Gather every line of the data below that contains the string "snow". Case counts, so a line qualifies only if its capitalization matches.
┏━━
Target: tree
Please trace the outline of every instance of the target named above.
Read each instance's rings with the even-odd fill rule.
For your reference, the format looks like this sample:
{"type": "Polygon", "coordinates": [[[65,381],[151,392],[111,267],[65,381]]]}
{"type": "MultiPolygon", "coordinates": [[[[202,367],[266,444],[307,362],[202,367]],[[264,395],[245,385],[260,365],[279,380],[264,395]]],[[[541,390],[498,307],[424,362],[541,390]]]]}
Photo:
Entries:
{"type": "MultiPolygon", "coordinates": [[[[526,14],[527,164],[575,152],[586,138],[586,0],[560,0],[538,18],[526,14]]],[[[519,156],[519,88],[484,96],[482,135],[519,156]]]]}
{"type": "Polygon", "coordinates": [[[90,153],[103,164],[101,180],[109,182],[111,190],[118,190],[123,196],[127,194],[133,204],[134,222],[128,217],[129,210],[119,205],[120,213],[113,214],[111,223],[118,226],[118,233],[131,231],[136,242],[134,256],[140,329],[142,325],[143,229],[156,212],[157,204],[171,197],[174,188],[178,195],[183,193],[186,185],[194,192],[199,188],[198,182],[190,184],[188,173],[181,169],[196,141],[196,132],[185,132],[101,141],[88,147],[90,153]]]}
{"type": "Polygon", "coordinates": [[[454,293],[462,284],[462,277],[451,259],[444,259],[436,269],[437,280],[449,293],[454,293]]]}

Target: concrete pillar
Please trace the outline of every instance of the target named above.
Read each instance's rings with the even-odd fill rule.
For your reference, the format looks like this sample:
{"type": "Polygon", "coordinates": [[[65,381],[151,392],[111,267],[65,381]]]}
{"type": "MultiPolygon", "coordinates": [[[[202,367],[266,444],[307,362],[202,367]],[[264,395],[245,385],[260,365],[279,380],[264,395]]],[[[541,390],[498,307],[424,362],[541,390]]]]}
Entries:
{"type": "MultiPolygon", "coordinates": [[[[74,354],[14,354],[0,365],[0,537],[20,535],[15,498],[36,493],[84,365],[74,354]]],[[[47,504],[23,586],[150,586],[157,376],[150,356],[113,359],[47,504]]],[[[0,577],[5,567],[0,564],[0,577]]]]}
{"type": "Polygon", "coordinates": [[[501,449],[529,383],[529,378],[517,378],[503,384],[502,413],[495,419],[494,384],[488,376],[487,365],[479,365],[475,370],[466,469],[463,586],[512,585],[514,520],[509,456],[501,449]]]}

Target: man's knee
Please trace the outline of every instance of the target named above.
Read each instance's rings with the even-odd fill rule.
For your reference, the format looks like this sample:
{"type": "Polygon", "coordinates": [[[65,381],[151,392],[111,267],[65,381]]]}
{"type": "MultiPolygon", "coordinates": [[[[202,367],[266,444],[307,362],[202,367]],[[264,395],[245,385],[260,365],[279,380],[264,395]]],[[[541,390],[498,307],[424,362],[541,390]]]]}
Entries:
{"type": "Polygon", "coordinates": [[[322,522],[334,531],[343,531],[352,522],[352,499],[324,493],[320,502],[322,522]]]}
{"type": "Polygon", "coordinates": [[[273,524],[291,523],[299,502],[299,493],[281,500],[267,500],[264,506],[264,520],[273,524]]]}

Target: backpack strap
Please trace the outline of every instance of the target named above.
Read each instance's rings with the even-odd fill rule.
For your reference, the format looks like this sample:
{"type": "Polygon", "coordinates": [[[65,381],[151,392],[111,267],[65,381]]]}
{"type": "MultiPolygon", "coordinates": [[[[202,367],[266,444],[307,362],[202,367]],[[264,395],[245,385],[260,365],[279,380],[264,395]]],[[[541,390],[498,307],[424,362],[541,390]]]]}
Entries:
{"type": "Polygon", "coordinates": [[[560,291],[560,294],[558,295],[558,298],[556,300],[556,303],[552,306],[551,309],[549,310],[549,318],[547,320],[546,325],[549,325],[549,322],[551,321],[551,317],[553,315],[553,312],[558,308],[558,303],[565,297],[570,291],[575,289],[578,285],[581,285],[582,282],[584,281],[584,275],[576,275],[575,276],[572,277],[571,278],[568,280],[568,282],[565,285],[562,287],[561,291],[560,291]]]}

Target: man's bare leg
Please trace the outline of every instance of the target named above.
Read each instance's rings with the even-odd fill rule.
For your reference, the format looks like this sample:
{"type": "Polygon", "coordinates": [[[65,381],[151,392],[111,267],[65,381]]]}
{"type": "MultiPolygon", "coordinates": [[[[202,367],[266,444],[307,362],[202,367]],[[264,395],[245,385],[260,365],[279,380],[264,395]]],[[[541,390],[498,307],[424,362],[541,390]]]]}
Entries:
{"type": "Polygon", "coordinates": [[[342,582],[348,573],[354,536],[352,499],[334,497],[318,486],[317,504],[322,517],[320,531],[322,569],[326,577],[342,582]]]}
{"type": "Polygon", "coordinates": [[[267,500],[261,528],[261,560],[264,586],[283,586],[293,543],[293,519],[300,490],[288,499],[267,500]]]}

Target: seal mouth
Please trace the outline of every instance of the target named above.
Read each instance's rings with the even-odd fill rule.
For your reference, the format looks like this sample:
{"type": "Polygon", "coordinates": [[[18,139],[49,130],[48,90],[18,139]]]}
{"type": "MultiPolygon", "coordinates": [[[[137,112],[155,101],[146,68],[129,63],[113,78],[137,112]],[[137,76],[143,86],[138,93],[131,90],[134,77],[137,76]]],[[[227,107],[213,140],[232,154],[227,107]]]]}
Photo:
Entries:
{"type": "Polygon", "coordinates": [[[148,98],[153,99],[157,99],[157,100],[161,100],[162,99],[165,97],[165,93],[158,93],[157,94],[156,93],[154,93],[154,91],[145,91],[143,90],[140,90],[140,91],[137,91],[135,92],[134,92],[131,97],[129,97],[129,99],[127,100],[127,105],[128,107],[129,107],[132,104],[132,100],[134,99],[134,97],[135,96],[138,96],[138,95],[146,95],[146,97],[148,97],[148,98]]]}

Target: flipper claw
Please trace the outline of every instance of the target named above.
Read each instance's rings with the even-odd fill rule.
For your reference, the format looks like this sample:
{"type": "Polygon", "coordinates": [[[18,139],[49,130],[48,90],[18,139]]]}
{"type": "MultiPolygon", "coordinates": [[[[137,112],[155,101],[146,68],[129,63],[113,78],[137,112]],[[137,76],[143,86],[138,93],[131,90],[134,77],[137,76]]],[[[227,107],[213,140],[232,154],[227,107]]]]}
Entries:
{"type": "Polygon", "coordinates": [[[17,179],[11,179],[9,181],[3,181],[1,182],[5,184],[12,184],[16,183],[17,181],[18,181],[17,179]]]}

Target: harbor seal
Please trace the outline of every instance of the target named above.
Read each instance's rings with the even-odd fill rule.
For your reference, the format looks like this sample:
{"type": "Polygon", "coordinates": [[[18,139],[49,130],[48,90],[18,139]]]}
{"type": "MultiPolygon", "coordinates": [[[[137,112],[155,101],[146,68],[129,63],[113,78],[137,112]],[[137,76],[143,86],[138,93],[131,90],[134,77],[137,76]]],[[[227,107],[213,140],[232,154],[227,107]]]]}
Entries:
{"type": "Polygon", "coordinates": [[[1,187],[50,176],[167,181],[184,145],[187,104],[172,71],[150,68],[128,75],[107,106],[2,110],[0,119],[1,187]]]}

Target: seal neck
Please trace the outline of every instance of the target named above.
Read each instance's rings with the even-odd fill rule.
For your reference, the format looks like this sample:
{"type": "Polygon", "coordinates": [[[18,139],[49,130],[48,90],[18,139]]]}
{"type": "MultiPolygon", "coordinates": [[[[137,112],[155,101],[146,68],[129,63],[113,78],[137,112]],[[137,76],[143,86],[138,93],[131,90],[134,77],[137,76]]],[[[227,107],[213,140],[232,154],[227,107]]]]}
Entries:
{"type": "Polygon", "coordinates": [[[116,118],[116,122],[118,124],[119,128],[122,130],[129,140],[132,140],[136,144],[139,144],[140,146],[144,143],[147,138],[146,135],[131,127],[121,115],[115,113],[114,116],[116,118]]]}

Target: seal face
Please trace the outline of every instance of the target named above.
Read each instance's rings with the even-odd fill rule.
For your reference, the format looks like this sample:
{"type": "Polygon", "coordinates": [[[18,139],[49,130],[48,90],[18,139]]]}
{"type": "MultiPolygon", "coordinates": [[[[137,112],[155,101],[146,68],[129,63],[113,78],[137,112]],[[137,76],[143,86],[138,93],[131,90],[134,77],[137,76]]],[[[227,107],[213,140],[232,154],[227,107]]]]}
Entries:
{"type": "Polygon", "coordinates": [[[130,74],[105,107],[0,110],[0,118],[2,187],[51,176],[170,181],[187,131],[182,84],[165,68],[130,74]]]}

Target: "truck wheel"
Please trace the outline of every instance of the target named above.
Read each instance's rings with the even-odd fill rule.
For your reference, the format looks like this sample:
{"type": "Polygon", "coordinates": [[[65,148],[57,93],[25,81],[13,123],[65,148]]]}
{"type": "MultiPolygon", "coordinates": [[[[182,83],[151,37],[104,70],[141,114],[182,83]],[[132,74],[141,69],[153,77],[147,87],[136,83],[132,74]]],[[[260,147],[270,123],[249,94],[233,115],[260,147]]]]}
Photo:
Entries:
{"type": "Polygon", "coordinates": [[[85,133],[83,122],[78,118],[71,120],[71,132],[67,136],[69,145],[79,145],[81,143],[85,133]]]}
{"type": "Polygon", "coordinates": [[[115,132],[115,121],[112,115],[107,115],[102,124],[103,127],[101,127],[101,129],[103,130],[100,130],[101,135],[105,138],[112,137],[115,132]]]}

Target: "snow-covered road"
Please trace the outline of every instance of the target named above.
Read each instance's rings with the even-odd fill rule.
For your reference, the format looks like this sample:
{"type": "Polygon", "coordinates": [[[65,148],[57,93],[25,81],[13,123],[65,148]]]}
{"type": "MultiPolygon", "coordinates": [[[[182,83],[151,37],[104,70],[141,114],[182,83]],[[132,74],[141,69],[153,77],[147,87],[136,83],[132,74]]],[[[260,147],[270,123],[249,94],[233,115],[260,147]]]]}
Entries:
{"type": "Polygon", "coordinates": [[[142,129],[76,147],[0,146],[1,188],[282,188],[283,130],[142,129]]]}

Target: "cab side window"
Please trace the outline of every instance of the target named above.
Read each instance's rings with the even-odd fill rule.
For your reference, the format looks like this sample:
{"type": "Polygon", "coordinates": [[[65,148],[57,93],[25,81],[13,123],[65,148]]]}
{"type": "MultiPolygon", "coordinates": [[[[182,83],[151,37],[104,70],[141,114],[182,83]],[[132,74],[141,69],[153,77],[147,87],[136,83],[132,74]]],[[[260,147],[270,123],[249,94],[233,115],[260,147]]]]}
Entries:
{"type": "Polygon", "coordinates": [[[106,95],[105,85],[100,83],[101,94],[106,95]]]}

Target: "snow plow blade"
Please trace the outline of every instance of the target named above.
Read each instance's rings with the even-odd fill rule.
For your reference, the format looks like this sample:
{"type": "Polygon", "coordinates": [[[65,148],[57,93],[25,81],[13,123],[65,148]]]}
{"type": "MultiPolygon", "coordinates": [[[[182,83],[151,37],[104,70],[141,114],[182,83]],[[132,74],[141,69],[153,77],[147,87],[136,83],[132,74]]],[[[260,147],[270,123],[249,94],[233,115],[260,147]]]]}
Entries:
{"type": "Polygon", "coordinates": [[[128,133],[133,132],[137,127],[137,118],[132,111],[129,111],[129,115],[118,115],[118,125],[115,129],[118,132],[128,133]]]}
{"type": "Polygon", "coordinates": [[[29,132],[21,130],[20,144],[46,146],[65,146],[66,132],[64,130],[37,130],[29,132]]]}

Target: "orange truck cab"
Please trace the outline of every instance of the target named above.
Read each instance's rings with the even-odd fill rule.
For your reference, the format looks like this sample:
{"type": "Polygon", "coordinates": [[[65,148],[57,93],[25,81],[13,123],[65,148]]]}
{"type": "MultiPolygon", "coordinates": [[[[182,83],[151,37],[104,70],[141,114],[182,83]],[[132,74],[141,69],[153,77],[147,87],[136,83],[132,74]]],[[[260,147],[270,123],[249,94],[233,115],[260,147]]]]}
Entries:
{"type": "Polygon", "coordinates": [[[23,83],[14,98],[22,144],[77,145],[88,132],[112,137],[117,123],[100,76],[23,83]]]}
┗━━
▶ **Written answer**:
Target: "snow-covered road"
Target: "snow plow blade"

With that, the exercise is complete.